How many of the lines below contain the word "white"? Reply with the number only.

⁂

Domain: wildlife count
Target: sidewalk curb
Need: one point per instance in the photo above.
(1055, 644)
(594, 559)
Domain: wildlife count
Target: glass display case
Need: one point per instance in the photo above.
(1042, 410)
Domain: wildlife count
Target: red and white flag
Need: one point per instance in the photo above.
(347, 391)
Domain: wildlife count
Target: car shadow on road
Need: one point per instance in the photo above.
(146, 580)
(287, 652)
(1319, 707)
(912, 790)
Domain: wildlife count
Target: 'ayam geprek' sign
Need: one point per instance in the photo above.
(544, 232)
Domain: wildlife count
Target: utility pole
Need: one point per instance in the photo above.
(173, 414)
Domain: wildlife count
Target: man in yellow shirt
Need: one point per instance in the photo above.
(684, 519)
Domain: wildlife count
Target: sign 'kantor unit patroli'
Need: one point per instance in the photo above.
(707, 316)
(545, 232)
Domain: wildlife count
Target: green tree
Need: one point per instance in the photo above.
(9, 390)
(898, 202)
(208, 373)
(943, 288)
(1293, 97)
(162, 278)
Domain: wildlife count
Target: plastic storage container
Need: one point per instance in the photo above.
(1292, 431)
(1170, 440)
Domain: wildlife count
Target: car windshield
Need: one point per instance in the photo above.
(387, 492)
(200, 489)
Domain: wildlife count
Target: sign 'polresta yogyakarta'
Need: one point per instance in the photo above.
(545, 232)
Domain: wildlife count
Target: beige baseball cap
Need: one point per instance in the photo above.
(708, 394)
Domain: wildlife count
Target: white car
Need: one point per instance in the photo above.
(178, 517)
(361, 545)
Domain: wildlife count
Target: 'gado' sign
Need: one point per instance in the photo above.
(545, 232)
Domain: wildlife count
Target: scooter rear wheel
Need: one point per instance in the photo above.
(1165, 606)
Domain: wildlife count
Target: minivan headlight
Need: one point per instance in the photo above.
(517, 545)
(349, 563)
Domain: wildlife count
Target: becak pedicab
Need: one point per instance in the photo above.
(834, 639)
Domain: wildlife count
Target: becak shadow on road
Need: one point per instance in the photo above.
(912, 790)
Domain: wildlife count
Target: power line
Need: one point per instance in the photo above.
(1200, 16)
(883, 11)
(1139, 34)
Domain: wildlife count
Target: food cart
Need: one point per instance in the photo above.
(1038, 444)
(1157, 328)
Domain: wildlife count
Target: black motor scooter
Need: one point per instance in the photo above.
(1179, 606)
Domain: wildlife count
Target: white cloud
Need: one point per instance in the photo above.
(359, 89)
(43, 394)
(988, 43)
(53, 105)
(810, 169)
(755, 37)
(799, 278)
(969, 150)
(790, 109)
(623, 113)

⁂

▶ Final result
3